### DOCUMENTO DE ORIGEM

━━━━

Presidente da França, Emmanuel Macron, ao lado do presidente brasileiro Jair Bolsonaro durante cúpula do G20 - Jacques Witt/Pool/AFP
Presidente da França, Emmanuel Macron, ao lado do presidente brasileiro Jair Bolsonaro durante cúpula do G20 Imagem: Jacques Witt/Pool/AFP

26/08/2019 14h13

Ao fim do encontro do G7, grupo das sete maiores economias do mundo, o presidente da França, Emmanuel Macron, afirmou hoje que o colega brasileiro, Jair Bolsonaro, envergonhou seus conterrâneos ao ofender a primeira-dama francesa, Brigitte Macron, e "não falou a verdade" ao lhe dizer que faria tudo pela preservação da Amazônia.

"(Espero que) os brasileiros tenham logo um presidente que se comporte à altura", disse Macron.

O líder francês fazia referência a um comentário de Bolsonaro no Facebook em um post que sugere que o líder francês "persegue" o colega brasileiro por "inveja", com fotos comparando as primeira-damas brasileira, Michelle Bolsonaro, e francesa. "Não humilha cara. Kkkkkkk", escreveu Bolsonaro no sábado (24).

"O que eu posso dizer? É muito triste. Mas é triste para os brasileiros. Eu acredito que as mulheres brasileiras devem estar envergonhadas do presidente", rebateu Macron, nesta segunda-feira. Pouco depois, Bolsonaro falou em "ataques descabidos e gratuitos (do francês) à Amazônia".

As críticas e ofensas de Bolsonaro a Macron surgiram em resposta a críticas do líder francês à atuação do Brasil para conter o desmatamento e as queimadas na região amazônica, tema que ganhou ares de crise internacional e entrou na pauta principal do encontro do G7, reunido desde sábado em Biarritz, na França.

Incêndios florestais ocorrem com frequência na estação de seca no Brasil, mas dados de satélite divulgados pelo Instituto Nacional de Pesquisas Espaciais (Inpe) mostraram um aumento de 84% neste ano, na comparação com 2018.

━━━━

### MATERIAL FORNECIDO

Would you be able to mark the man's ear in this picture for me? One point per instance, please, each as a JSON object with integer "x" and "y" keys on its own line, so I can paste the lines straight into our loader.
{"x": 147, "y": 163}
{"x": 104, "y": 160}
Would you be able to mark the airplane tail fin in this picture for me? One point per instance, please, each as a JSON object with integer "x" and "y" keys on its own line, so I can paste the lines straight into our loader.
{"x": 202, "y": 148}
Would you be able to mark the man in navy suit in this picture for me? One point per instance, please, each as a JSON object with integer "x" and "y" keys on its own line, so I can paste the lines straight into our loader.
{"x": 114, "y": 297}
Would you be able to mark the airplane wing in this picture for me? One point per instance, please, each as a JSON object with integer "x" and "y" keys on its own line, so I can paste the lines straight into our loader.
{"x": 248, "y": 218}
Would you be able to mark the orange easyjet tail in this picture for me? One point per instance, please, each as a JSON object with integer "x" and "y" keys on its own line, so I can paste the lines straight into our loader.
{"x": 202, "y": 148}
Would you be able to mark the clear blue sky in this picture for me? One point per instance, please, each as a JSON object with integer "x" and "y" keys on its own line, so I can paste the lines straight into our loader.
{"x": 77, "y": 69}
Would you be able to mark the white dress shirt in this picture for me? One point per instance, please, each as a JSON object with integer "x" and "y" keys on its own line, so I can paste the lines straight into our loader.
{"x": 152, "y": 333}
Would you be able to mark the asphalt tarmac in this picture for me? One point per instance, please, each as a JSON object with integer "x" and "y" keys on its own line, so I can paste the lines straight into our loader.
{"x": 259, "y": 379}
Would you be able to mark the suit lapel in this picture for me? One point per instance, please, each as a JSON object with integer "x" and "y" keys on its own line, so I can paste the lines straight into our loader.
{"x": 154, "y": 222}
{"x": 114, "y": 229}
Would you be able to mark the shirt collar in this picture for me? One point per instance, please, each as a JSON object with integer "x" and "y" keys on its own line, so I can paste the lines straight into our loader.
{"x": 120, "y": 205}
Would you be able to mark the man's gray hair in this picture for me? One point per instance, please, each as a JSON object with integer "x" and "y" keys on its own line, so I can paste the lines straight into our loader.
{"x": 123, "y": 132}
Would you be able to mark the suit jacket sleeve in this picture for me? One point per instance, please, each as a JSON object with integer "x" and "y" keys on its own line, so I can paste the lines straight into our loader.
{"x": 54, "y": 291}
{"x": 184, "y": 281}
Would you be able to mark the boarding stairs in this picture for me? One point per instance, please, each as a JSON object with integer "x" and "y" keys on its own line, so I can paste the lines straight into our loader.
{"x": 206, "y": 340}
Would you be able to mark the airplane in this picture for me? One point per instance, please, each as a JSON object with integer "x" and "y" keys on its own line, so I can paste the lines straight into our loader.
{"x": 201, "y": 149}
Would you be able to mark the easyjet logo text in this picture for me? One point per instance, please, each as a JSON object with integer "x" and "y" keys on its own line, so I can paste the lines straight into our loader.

━━━━

### INSTRUÇÕES
• A. Repita o trecho da notícia sobre Macron e Bolsonaro que começa em "Incêndios florestais ocorrem" e termina em "comparação com 2018.".
• B. Prossiga com a notícia sobre Macron e Bolsonaro a partir do ponto em que ela para.
Os registros não têm relação com a notícia sobre Macron e Bolsonaro.

### RESPOSTAS
• A.
Incêndios florestais ocorrem com frequência na estação de seca no Brasil, mas dados de satélite divulgados pelo Instituto Nacional de Pesquisas Espaciais (Inpe) mostraram um aumento de 84% neste ano, na comparação com 2018.

• B.
A reação do governo brasileiro diante da gravidade dos incêndios, que vieram a conhecimento do público na semana passada, provocou indignação internacional e uma onda de protestos.

Diversos países se manifestaram de maneira contundente sobre os incêndios. Alguns chegaram a defender boicotes à carne e produtos agrícolas brasileiros, além da derrubada do acordo comercial firmado recentemente entre o Mercosul e a União Europeia.

Escalada do embate

Quinta-feira: 'Nossa casa está pegando fogo'

O embate entre Bolsonaro e Macron começou na quinta-feira (22), quando o presidente francês defendeu em seu perfil no Twitter que as queimadas na Amazônia entrassem na pauta do G7.

"Nossa casa está pegando fogo. Literalmente. A floresta amazônica - os pulmões que produzem 20% do oxigênio do nosso planeta - está em chamas. É uma crise internacional."

As queimadas suscitaram numerosos debates na rede social, e a hashtag #prayforamazonia (reze pela Amazônia) chegou ao topo das mais citadas no Twitter em todo o mundo durante a semana.

A declaração de Macron caiu como uma bomba nos corredores do Palácio do Planalto. Além da escalada da crise, o governo passou a criticar o presidente francês, principalmente em torno do tema da soberania nacional sobre a Amazônia.

No mesmo dia, Bolsonaro escreveu no Twitter lamentar que Macron "busque instrumentalizar uma questão interna do Brasil e de outros países amazônicos p/ ganhos políticos pessoais. O tom sensacionalista com que se refere à Amazônia (apelando até p/ fotos falsas) não contribui em nada para a solução do problema".

Macron havia usado em seu post uma foto da Floresta Amazônica feita por Loren McIntyre, fotojornalista da National Geographic que morreu em 2003.

Bolsonaro acrescentou que o governo brasileiro está aberto ao diálogo, "com base em dados objetivos e no respeito mútuo". "A sugestão do presidente francês, de que assuntos amazônicos sejam discutidos no G7 sem a participação dos países da região, evoca mentalidade colonialista descabida no século 21", escreveu Bolsonaro.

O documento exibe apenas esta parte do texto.